● ASSIGNED TASK
An exact copy of the data below is required; return it in full.

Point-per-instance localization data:
**********
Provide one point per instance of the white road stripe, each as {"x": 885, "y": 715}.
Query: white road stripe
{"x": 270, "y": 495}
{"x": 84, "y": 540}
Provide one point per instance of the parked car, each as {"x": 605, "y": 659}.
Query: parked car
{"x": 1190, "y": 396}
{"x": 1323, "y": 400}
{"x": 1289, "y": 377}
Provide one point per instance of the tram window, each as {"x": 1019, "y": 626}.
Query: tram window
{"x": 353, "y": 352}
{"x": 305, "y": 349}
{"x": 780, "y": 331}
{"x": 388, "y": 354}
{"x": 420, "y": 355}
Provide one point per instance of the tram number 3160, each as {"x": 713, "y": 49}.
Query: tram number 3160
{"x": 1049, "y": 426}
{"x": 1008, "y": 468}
**********
● REPLY TO THE EXERCISE
Provide one point per instance of the white road stripe, each as {"x": 885, "y": 715}.
Query: white road stripe
{"x": 270, "y": 495}
{"x": 84, "y": 540}
Provide one point per instance of the parked car, each as {"x": 605, "y": 659}.
Query: parked car
{"x": 1190, "y": 396}
{"x": 1323, "y": 400}
{"x": 1289, "y": 377}
Provide one point per instance of the tram window, each as {"x": 1019, "y": 626}.
Query: tram window
{"x": 353, "y": 352}
{"x": 305, "y": 349}
{"x": 780, "y": 331}
{"x": 388, "y": 354}
{"x": 420, "y": 355}
Provide one point per instance of the tram number 3160, each as {"x": 713, "y": 49}.
Query: tram number 3160
{"x": 1049, "y": 426}
{"x": 1008, "y": 468}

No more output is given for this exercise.